╭─ Testo fornito

Houellebecq: fisica delle Particelle Elementari
Fisica applicata alla società contemporanea. Houellebecq racconta l'individuo nell'era dell'atomizzazione sociale, mostrando il caos che governa queste umanissime Particelle Elementari.
Per la rubrica “Grandi scrittori viventi che davvero, ma davvero, te lo giuro, bisogna leggere”, vi parlo oggi di Michel Houellebecq.
Ovviamente la rubrica non esiste; mi serviva solo un incipit per catturare la vostra curiosità e andare dritto al punto: se non lo avete già fatto, dovete davvero leggere Houellebecq!
Forse perché è un autore provocatorio, misantropo, tagliente o nichilista? Anche, ma in letteratura tentano di esserlo un po’ tutti.
Magari perché è politicamente scorrettissimo, e pure conservatore, in un presente politically correct e di progressismo di posa? Decisamente più interessante.
Ma più di tutto, per la sua vocazione dissacratoria dei vari totem dell’identità contemporanea (e.g. l’eredità culturale sessantottina, l’affermazione della propria individualità, ecc.). Ciò fa di Houellebecq un Re Mida della scrittura la cui penna profana, e insieme consacra come grande letteratura, tutto ciò che tocca.
Si da il caso che ne “Le Particelle Elementari” Houellebecq decida di toccare un po’ di tutto: il Sessantotto appunto, la distopia, la scienza in generale, elementi di fisica e genetica, la sessualità naturalmente (nelle sue derive più perverse o problematiche), le relazioni umane… e l’elenco è lontano dall’essere esaustivo.
Questi elementi ondivagano tra le vicende dei fratellastri Michel e Bruno, in un costante zoom-in e zoom-out tra la Storia umana che avanza e i microcosmi individuali che la subiscono e al contempo la plasmano, fino a culminare nel superamento della specie umana stessa.

╰─
╭─ Dati di origine

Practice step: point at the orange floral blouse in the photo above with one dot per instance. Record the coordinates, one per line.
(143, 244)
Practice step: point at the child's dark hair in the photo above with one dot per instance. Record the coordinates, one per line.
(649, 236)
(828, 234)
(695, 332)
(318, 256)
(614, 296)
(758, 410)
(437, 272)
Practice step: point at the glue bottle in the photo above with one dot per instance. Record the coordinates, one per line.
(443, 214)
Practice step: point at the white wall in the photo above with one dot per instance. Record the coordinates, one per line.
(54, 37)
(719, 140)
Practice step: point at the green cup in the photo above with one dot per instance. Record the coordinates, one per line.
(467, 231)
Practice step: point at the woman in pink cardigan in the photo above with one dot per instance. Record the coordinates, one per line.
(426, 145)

╰─

▶ _Cosa farai_
1. Traduci in inglese la frase del testo su Houellebecq che comincia con «Ciò fa di Houellebecq un Re Mida della scrittura».
2. Prosegui il testo su Houellebecq e «Le Particelle Elementari» a partire dall'ultima frase riportata.

▶ _Risposte ai compiti_
1. This makes Houellebecq a King Midas of writing whose pen profanes, and at the same time consecrates as great literature, everything it touches.

2.
In questo senso l’opera sconfina la tipica definizione di romanzo-mondo, avendo in sé non solo un vivido affresco dell’oggi, ma una lettura in punta di coltello di ciò che fu ieri, e di quanto profeticamente possiamo attenderci da domani. Un’ambiziosa cavalcata temporale nella quale Houellebecq non perde mai le redini, costruendo con eccezionale varietà di elementi un’opera solida, unitaria e credibile.
Ottenere unitarietà e credibilità da materiale così magmatico e sfuggente, è già di per sé notevole. Aggiungiamoci allora una struttura narrativa ibridata da digressioni scientifiche, momenti di saggistica, analisi storico-sociologiche. Addomesticare una tale complessità in forma di un romanzo incalzante, riflessivo ma senza pedanteria, profondo eppure scorrevole, è qualcosa che solo il genio riesce a fare.
(Per inciso, ci riesce restando abbondantemente sotto le 800 – 1000 pagine; la sola giustificazione ammissibile per l’utilizzo dell’e-book).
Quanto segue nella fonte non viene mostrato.